- Task to carry out: Without the pictures, copy all the entries below exactly.

- Given records:

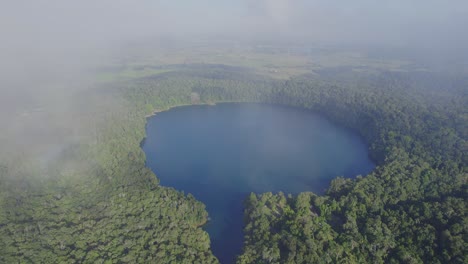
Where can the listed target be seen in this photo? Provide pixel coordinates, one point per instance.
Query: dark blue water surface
(222, 153)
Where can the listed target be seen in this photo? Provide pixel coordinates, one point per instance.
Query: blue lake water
(222, 153)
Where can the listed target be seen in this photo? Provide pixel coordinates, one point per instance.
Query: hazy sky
(50, 35)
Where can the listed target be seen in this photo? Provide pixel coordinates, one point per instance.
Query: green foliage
(102, 204)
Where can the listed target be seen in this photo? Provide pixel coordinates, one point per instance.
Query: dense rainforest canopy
(101, 204)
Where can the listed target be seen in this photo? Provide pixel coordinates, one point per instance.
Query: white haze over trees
(48, 48)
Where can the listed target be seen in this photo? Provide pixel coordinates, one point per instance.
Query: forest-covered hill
(99, 203)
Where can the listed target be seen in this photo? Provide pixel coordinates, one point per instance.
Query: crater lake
(222, 153)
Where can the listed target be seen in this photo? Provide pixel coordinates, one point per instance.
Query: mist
(50, 49)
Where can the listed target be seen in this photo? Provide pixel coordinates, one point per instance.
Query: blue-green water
(222, 153)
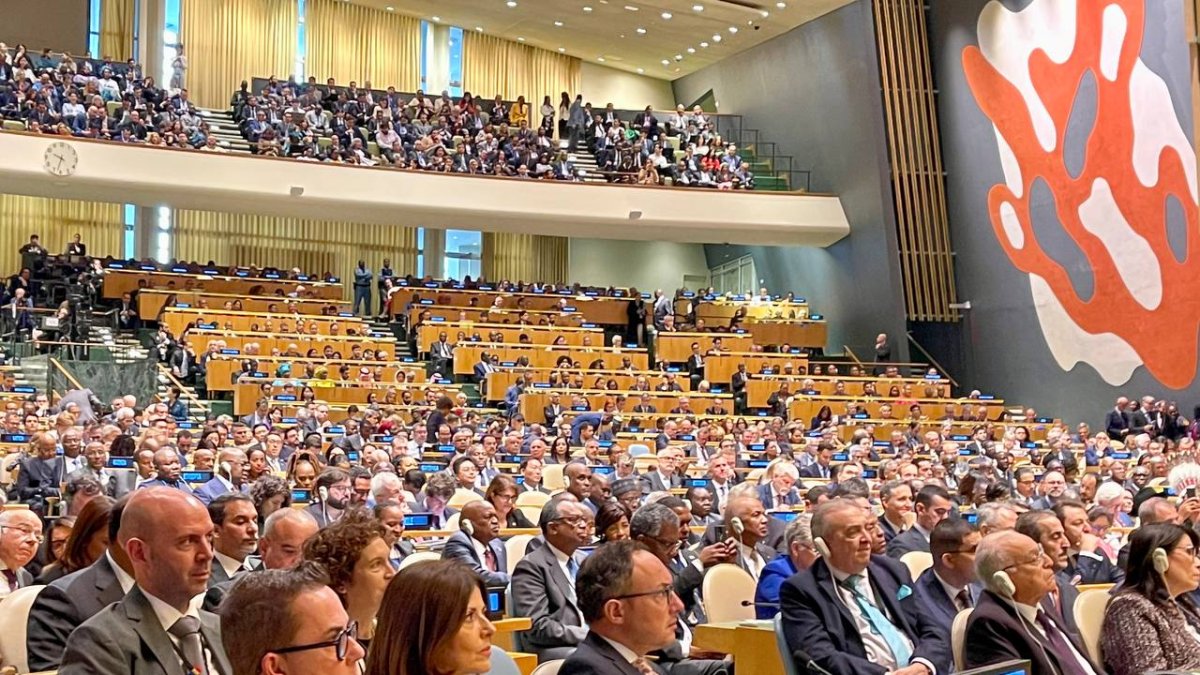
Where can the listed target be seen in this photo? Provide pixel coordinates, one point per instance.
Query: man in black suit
(627, 598)
(478, 543)
(855, 613)
(70, 601)
(1009, 621)
(156, 628)
(544, 583)
(951, 585)
(933, 507)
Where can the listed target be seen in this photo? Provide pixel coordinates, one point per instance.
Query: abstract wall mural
(1126, 195)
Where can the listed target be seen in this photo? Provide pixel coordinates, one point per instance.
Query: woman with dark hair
(1151, 622)
(433, 621)
(502, 493)
(612, 523)
(354, 551)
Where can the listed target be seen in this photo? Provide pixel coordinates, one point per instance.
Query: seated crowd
(299, 538)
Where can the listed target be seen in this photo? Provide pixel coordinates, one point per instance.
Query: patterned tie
(187, 631)
(880, 623)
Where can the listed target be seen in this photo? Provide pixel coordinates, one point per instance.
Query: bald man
(159, 626)
(478, 543)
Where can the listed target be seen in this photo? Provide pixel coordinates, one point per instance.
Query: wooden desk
(753, 646)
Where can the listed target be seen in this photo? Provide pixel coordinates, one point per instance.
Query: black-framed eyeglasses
(341, 644)
(663, 592)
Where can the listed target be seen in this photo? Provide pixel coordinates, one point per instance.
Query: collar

- Output for this task:
Where can the listed target be seen in this photo? Provide pixel coordinates, one point per instance.
Query: dark blue water surface
(222, 153)
Where can the listed target be seen in this photo? Provide pixel coordinates, one point per instance.
Query: blue lake water
(222, 153)
Where can the listed target be seen in this photo? Provide pixel coordinates, one point per instance.
Query: hazy sky
(50, 35)
Where can the listed target be seen in this photo? Provide pixel coordinates, one point per instance.
Query: green foliage
(102, 204)
Where can the listed target be seen in this photo? Provide pixel coordinates, one point per instance.
Query: dense rainforest canopy
(101, 204)
Where can the listed target be seen in this photo? Provide pixel coordinates, one point per instance.
Query: white haze over trees
(48, 48)
Where can the listed target be seen in this photo? Provide pixel coordinates, one point per instance.
Query: forest-covered hill
(99, 203)
Where can the listed target be seen in this photo? Provide pixel coordinates, one point per instance.
Query: crater lake
(222, 153)
Where can the listed target be seen in this photo? Provide pixel coordinates, one point per instance.
Query: mist
(50, 49)
Where can the listed target be seen in this photo? Provide pixel coordinates, one point per instance.
Query: blue-green water
(222, 153)
Where can the listed target be seen in this photo? Provide pixel coordinates, one point per instance.
Query: man in black suit
(627, 598)
(478, 543)
(855, 613)
(70, 601)
(1009, 621)
(156, 628)
(544, 583)
(951, 585)
(933, 507)
Where can the listed target be seen in this photo? Provide pixel coordinates, one point per instance.
Query: abstract wall mural
(1126, 195)
Where can the listed target be seen in this photo? Provide pixel coordinates, one point per instance.
Query: woman with dark hair
(1151, 622)
(433, 621)
(502, 493)
(612, 523)
(354, 551)
Where can the listed target be seen in this photo? Provide pixel coordinates, one point per instance.
Query: seated crowd
(299, 538)
Where can the listed target be seen in this photo? Provide pixel coordinates, one point per instance.
Query: patterned tie
(187, 631)
(880, 623)
Where can the listed target be seen in this photo? Provide pixel coordinates, one point per instance.
Query: bald man
(159, 626)
(478, 543)
Where can the listed target be seen in this photo? Provide pixel coordinates, one point per instance.
Query: wooden desk
(753, 646)
Where can the listed target be seen in this photo? Provide pixel coordinates, one point per instance.
Query: black-framed eyeglasses
(341, 644)
(663, 592)
Where can the listed target be seen in this photo? Provide pixel coordinates, one point per instance.
Query: collar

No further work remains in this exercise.